### WHAT THE EXERCISE ASKS
Reproduce word for word the stretch of entries below from the line containing "the left hand." through the line containing "[322,146,409,246]", and output nothing else.

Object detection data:
........

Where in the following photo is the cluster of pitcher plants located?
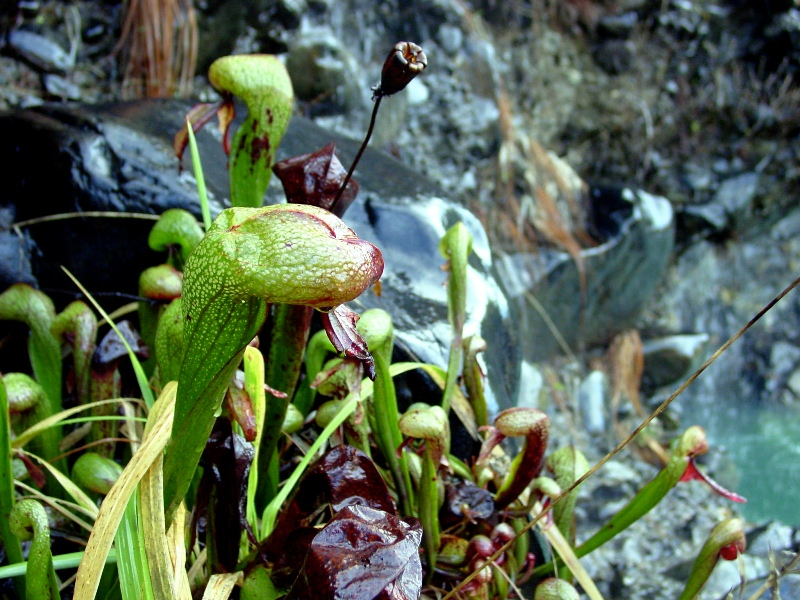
[0,42,744,600]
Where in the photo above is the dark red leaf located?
[172,95,236,168]
[679,458,747,503]
[195,419,255,573]
[225,385,256,442]
[286,505,422,600]
[266,445,395,569]
[322,304,375,381]
[272,143,358,217]
[441,481,494,527]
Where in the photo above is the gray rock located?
[578,371,608,434]
[286,29,363,112]
[713,173,760,228]
[747,522,794,558]
[42,73,81,100]
[0,101,519,410]
[642,333,708,388]
[8,29,75,73]
[495,189,674,362]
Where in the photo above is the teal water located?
[694,405,800,525]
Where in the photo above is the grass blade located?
[186,119,211,231]
[74,382,177,600]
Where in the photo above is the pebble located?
[747,522,794,558]
[8,29,75,73]
[642,333,708,387]
[578,371,608,434]
[42,73,81,100]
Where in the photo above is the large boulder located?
[0,100,517,408]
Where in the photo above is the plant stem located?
[256,304,314,510]
[330,95,383,214]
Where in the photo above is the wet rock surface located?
[0,0,800,599]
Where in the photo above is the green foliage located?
[208,54,294,208]
[9,499,61,600]
[0,47,768,600]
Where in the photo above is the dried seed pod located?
[374,42,428,96]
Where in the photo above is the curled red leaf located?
[286,505,422,600]
[322,304,375,381]
[272,143,358,217]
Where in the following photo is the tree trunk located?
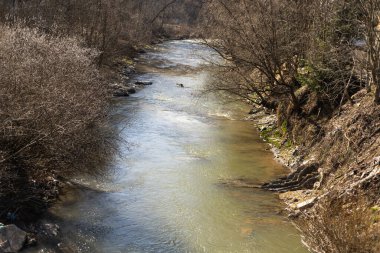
[375,85,380,105]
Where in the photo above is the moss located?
[261,127,283,148]
[281,120,288,136]
[120,56,134,66]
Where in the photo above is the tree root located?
[261,163,320,192]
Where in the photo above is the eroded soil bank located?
[251,90,380,253]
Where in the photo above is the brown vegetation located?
[202,0,380,252]
[0,26,108,222]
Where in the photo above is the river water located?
[31,41,308,253]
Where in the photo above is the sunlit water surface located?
[29,41,307,253]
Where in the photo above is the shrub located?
[0,25,108,220]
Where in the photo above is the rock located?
[373,156,380,166]
[127,87,136,94]
[40,223,59,237]
[249,108,263,115]
[288,210,301,219]
[113,88,129,97]
[135,81,153,85]
[297,197,317,211]
[0,224,27,253]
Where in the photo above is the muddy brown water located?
[29,41,308,253]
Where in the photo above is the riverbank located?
[251,90,380,253]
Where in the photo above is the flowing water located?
[33,41,308,253]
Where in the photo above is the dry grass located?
[298,194,380,253]
[0,26,112,221]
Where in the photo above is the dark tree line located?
[202,0,380,114]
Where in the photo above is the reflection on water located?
[31,41,307,253]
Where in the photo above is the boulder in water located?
[135,81,153,85]
[0,224,27,253]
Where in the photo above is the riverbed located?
[31,40,308,253]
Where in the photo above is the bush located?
[0,25,108,218]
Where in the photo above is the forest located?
[0,0,380,253]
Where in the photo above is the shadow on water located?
[30,41,307,253]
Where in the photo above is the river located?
[30,40,308,253]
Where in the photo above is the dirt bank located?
[252,90,380,253]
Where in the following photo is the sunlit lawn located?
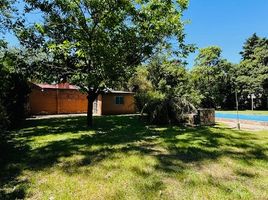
[217,110,268,115]
[0,116,268,199]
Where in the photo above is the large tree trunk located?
[87,90,99,127]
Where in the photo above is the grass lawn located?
[0,116,268,200]
[216,110,268,115]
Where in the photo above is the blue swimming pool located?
[215,112,268,122]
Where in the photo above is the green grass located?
[0,116,268,200]
[216,110,268,115]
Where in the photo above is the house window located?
[115,96,124,104]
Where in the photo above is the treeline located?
[0,42,30,132]
[130,34,268,123]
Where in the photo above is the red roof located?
[33,83,79,90]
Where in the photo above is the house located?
[28,83,135,115]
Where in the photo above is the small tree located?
[191,46,234,108]
[130,57,200,124]
[17,0,193,126]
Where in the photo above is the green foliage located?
[191,46,235,109]
[130,57,199,124]
[17,0,192,90]
[0,0,17,32]
[237,34,268,108]
[0,45,30,129]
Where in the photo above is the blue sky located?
[3,0,268,68]
[184,0,268,68]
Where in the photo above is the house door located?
[93,99,98,114]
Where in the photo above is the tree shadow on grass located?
[0,116,267,199]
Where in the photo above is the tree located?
[17,0,191,126]
[237,34,268,108]
[0,47,30,130]
[240,33,260,60]
[130,56,199,124]
[191,46,234,108]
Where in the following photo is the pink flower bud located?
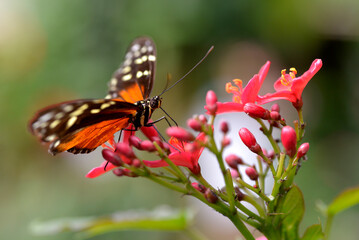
[128,135,141,149]
[205,90,217,115]
[221,137,231,147]
[112,168,131,177]
[230,169,239,179]
[245,167,258,180]
[234,187,244,201]
[166,127,195,142]
[239,128,262,154]
[297,143,309,159]
[187,118,202,132]
[219,121,229,134]
[141,140,156,152]
[243,103,269,119]
[115,142,136,159]
[102,149,123,166]
[225,154,243,169]
[204,188,218,203]
[198,114,208,124]
[281,126,297,157]
[132,158,142,168]
[270,103,280,113]
[192,182,206,193]
[206,90,217,106]
[269,112,281,121]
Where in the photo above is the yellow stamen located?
[289,68,297,79]
[226,83,238,93]
[280,69,289,86]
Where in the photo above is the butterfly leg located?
[160,107,178,127]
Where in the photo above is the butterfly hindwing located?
[106,37,156,103]
[30,99,140,154]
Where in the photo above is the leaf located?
[278,185,304,239]
[30,207,193,237]
[327,186,359,215]
[301,224,324,240]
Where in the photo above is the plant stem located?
[256,118,280,154]
[236,178,271,202]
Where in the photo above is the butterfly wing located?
[29,99,140,155]
[106,37,156,103]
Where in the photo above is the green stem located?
[144,174,188,194]
[236,178,271,202]
[153,142,188,183]
[257,157,266,195]
[208,122,236,213]
[324,214,334,240]
[256,118,280,154]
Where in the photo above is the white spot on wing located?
[66,117,77,129]
[131,44,140,51]
[45,134,56,142]
[135,58,142,64]
[136,71,143,78]
[63,105,74,112]
[50,120,61,128]
[148,55,156,62]
[122,73,132,81]
[91,109,101,114]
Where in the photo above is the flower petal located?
[217,102,243,114]
[86,161,116,178]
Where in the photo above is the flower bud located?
[243,103,269,119]
[206,90,217,106]
[205,90,217,115]
[115,142,136,159]
[141,140,156,152]
[269,112,281,121]
[245,167,258,181]
[270,103,280,113]
[187,118,202,132]
[225,154,243,169]
[221,136,231,147]
[297,143,309,159]
[128,135,141,149]
[112,168,129,177]
[230,168,239,179]
[239,128,262,154]
[234,187,244,201]
[192,182,206,193]
[204,188,218,203]
[102,149,123,166]
[132,158,142,168]
[166,127,195,141]
[198,114,208,124]
[281,126,297,157]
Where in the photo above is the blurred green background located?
[0,0,359,239]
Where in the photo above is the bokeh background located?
[0,0,359,239]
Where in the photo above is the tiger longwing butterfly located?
[29,37,162,155]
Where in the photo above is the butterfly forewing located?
[106,37,156,103]
[30,99,140,154]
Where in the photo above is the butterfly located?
[29,37,162,155]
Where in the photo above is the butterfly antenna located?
[158,46,214,96]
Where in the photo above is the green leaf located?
[278,185,304,239]
[30,207,193,237]
[301,224,324,240]
[328,186,359,215]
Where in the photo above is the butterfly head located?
[150,96,162,109]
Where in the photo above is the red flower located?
[258,59,323,108]
[86,125,158,178]
[143,133,206,174]
[217,61,270,114]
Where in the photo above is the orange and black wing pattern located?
[106,37,156,103]
[29,99,141,155]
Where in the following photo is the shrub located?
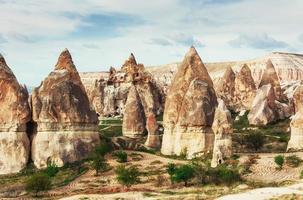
[115,165,141,187]
[45,161,59,177]
[172,164,195,187]
[25,173,51,196]
[166,163,176,183]
[245,131,265,151]
[286,155,302,167]
[275,155,284,169]
[93,155,108,175]
[113,151,127,163]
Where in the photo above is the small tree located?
[113,151,127,163]
[25,173,51,196]
[115,165,140,187]
[93,155,108,176]
[166,163,176,183]
[45,161,59,177]
[246,131,265,151]
[173,165,195,187]
[275,155,284,169]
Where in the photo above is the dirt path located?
[217,182,303,200]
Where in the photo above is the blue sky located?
[0,0,303,86]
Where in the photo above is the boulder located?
[234,64,256,111]
[215,67,236,109]
[211,99,233,167]
[122,85,145,138]
[161,47,217,158]
[31,49,99,168]
[259,60,287,101]
[0,54,31,174]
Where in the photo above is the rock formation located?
[161,47,217,158]
[287,85,303,151]
[259,60,286,101]
[122,86,145,138]
[0,54,31,174]
[215,67,236,109]
[32,49,99,168]
[235,64,256,111]
[211,99,233,167]
[145,112,161,149]
[247,84,278,125]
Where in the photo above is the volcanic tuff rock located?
[215,67,236,109]
[287,85,303,151]
[32,49,99,168]
[211,99,233,167]
[161,47,217,158]
[259,60,286,101]
[234,64,256,111]
[122,86,145,138]
[0,54,31,174]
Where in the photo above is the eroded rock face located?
[122,86,145,138]
[0,54,31,174]
[32,49,99,168]
[215,67,236,109]
[211,99,233,167]
[234,64,256,111]
[287,85,303,151]
[161,47,217,158]
[259,60,286,101]
[247,84,278,126]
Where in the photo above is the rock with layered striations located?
[234,64,256,111]
[161,47,217,158]
[259,60,286,101]
[211,99,233,167]
[32,49,99,168]
[287,85,303,151]
[215,67,236,109]
[0,54,31,174]
[122,86,145,138]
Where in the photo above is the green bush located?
[93,155,108,175]
[286,155,302,167]
[25,173,51,196]
[275,155,284,169]
[245,131,265,151]
[115,165,141,187]
[172,164,195,187]
[113,151,127,163]
[44,161,59,177]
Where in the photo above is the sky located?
[0,0,303,86]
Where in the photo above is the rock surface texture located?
[234,64,256,111]
[122,86,145,138]
[211,99,233,167]
[287,85,303,151]
[0,54,31,174]
[161,47,217,158]
[215,67,236,109]
[32,49,99,168]
[259,60,286,101]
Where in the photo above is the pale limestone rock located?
[247,84,278,126]
[0,54,30,174]
[215,67,236,109]
[161,47,217,158]
[211,99,233,167]
[31,50,99,168]
[234,64,256,111]
[122,86,145,138]
[145,113,161,149]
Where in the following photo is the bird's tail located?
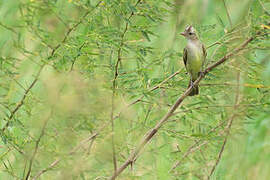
[188,80,199,96]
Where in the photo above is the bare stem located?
[110,37,254,180]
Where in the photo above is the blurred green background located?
[0,0,270,180]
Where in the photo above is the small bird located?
[181,25,207,96]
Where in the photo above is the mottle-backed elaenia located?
[181,26,206,96]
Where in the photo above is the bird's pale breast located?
[187,43,204,80]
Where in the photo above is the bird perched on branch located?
[181,26,206,96]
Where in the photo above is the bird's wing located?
[183,48,187,69]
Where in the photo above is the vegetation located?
[0,0,270,180]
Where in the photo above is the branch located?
[207,71,240,180]
[114,69,181,119]
[223,0,232,28]
[111,0,141,173]
[25,111,52,180]
[2,1,102,132]
[107,37,254,180]
[32,133,99,180]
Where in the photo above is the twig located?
[110,37,254,180]
[114,69,181,119]
[25,110,52,180]
[33,131,99,180]
[111,0,141,173]
[2,1,102,132]
[207,71,240,180]
[258,0,270,16]
[169,116,229,172]
[223,0,232,28]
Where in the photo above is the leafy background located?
[0,0,270,179]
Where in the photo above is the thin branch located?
[222,0,233,28]
[33,123,109,180]
[114,69,181,119]
[207,71,240,180]
[258,0,270,16]
[2,1,102,132]
[25,111,52,180]
[169,117,229,172]
[110,37,254,180]
[111,0,141,173]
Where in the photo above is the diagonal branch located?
[111,0,141,173]
[207,71,240,180]
[2,1,102,132]
[107,37,254,180]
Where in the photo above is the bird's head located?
[181,25,198,40]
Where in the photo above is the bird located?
[180,25,207,96]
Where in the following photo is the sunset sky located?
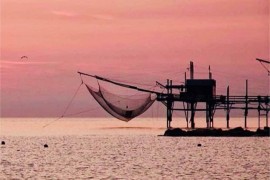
[0,0,270,117]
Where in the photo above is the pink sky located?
[0,0,270,117]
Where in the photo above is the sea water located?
[0,118,270,179]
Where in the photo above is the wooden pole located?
[226,86,230,128]
[245,80,248,128]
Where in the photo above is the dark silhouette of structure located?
[78,59,270,129]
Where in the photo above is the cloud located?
[91,14,114,21]
[0,60,59,69]
[51,11,78,17]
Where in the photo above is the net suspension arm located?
[256,58,270,76]
[78,71,162,95]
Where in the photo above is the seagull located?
[21,56,28,59]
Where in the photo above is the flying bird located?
[21,56,28,59]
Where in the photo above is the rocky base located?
[164,127,270,137]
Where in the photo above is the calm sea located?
[0,118,270,179]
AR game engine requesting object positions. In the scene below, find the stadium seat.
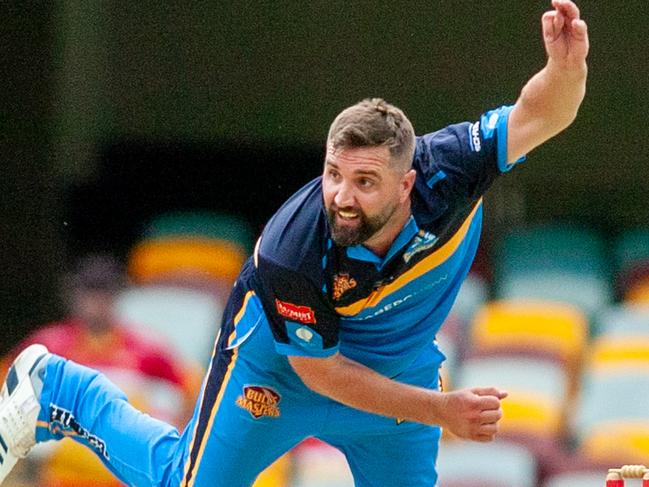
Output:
[144,211,254,254]
[495,225,613,315]
[571,366,649,465]
[543,469,608,487]
[495,224,608,279]
[128,212,253,288]
[115,286,223,367]
[128,238,247,284]
[437,440,537,487]
[588,335,649,373]
[596,303,649,338]
[451,274,489,323]
[471,300,588,372]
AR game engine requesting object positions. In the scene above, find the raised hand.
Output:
[542,0,588,69]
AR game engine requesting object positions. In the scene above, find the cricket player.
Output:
[0,0,588,487]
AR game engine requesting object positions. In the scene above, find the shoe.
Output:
[0,345,49,483]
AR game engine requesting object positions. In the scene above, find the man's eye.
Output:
[358,178,374,188]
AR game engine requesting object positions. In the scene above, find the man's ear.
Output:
[399,169,417,203]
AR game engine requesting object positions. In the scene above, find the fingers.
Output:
[471,387,507,399]
[572,19,588,39]
[552,0,581,19]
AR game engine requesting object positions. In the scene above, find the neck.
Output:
[363,204,411,257]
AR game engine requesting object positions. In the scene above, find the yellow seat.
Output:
[499,391,563,437]
[471,300,588,366]
[128,237,247,283]
[588,336,649,373]
[579,421,649,465]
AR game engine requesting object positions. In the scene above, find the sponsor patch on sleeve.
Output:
[275,299,316,323]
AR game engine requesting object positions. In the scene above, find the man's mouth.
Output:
[338,210,359,220]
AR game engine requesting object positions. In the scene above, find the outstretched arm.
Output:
[289,353,507,442]
[507,0,588,163]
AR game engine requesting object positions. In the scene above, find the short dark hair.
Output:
[327,98,415,170]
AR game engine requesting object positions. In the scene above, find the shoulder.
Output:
[258,178,328,270]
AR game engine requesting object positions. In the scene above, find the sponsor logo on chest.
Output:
[333,273,357,301]
[403,230,439,263]
[236,386,282,419]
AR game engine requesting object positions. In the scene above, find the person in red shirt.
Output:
[2,255,197,487]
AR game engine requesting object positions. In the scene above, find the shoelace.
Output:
[2,401,37,458]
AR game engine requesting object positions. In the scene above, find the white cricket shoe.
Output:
[0,345,49,483]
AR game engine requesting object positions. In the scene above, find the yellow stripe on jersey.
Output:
[180,291,255,487]
[187,348,239,487]
[336,198,482,316]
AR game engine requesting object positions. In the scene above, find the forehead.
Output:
[325,145,391,171]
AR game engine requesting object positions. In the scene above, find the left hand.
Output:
[542,0,588,69]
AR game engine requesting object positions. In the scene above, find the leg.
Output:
[36,355,185,486]
[328,424,441,487]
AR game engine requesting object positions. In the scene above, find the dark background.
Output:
[0,0,649,350]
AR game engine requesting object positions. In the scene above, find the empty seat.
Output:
[437,440,537,487]
[115,286,223,367]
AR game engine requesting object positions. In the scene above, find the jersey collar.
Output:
[347,215,419,270]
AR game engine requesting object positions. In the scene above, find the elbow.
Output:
[289,357,331,395]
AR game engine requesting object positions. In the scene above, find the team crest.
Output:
[403,230,439,262]
[333,273,357,301]
[236,386,282,419]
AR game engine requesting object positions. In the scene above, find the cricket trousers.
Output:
[36,291,441,487]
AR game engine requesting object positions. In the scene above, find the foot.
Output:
[0,345,49,483]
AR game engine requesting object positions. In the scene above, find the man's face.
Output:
[322,146,409,246]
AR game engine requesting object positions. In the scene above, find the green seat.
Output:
[614,228,649,273]
[494,225,614,316]
[144,211,254,254]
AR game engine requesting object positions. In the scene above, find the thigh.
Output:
[331,424,441,487]
[180,296,327,487]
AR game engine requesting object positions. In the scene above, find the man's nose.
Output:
[334,183,355,208]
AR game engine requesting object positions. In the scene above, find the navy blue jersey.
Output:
[245,107,511,377]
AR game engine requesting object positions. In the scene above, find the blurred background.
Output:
[0,0,649,487]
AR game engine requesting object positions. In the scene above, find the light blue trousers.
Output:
[36,304,440,487]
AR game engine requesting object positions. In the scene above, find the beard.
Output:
[327,205,397,247]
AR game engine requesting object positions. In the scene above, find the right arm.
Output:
[289,353,507,441]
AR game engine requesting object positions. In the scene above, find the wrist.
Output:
[545,57,588,82]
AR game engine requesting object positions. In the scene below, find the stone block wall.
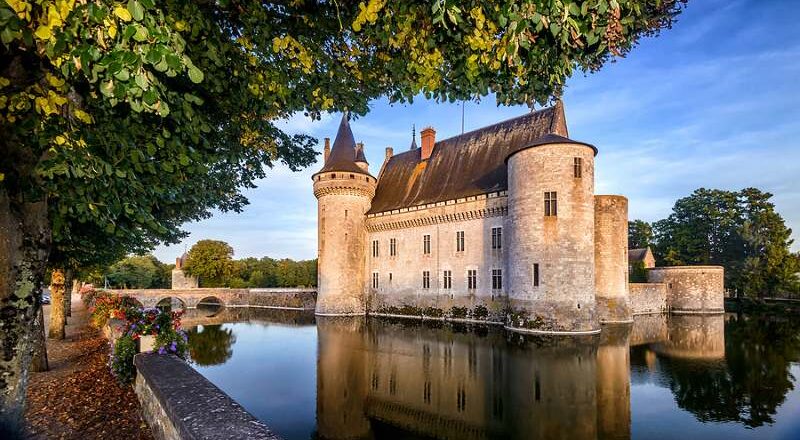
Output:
[172,269,200,289]
[134,353,280,440]
[365,193,509,320]
[507,144,600,332]
[647,266,725,313]
[247,288,317,310]
[628,283,667,315]
[594,195,633,322]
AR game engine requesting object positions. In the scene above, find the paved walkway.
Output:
[25,296,152,440]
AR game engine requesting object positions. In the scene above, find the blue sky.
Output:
[155,0,800,262]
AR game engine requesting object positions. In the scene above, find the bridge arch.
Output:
[155,296,186,310]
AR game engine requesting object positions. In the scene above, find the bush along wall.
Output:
[84,291,188,384]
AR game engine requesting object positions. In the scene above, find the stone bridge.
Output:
[109,288,317,310]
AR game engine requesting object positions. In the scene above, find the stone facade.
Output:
[594,195,633,323]
[628,283,668,315]
[367,192,508,321]
[647,266,725,313]
[312,103,724,334]
[314,163,377,315]
[508,144,600,332]
[172,253,200,289]
[133,353,280,440]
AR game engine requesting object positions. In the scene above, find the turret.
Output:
[506,133,600,333]
[312,114,377,315]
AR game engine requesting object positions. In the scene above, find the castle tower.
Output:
[594,195,633,323]
[312,114,377,315]
[506,133,600,333]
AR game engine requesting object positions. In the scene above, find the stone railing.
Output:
[133,353,280,440]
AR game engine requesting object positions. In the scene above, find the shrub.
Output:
[450,306,467,318]
[111,335,137,384]
[104,304,188,383]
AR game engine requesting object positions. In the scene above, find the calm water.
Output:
[184,309,800,440]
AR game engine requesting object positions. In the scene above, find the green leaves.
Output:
[127,0,144,21]
[114,5,132,21]
[189,65,203,84]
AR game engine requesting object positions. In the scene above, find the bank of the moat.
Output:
[181,309,800,440]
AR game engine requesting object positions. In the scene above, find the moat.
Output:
[184,308,800,440]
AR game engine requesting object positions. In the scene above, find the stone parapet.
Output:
[628,283,667,315]
[647,266,725,313]
[138,353,280,440]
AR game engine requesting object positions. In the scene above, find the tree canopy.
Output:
[183,240,234,287]
[652,188,800,297]
[105,255,171,289]
[628,220,653,249]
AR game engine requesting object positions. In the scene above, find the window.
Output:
[467,269,478,290]
[443,270,453,289]
[492,269,503,290]
[544,191,558,217]
[457,384,467,412]
[422,380,432,405]
[492,228,503,249]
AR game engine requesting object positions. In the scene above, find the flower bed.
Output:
[81,289,188,383]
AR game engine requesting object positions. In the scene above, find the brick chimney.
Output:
[419,127,436,160]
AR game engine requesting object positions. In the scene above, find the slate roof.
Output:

........

### THE REPLY
AR game engine requesting object positions. In the scene above, find the left hand.
Output:
[542,0,588,69]
AR game engine requesting object positions. In the scene above, find the leg.
Output:
[36,355,185,486]
[328,424,441,487]
AR game engine requesting object positions. In the scene above, find the dark background.
Output:
[0,0,649,350]
AR game engine requesting object positions. In the scene above, find the empty seat.
Output:
[437,440,537,487]
[115,286,223,367]
AR game engine requesting object positions. In the scene above, find the jersey collar.
Output:
[347,215,419,270]
AR game engine requesting object positions. In the scene above, find the elbow.
Output:
[289,357,331,395]
AR game engine requesting object positions. In the scene above, find the team crest.
Output:
[403,230,439,262]
[333,273,357,301]
[236,386,282,419]
AR game engine requesting object positions. In the scene above, find the cricket trousers.
Output:
[36,291,441,487]
AR game engine requesting object positions. In the scene above, find the foot.
Output:
[0,345,49,483]
AR game engine requesting object positions. In the scene above, find the man's face.
Output:
[322,146,409,246]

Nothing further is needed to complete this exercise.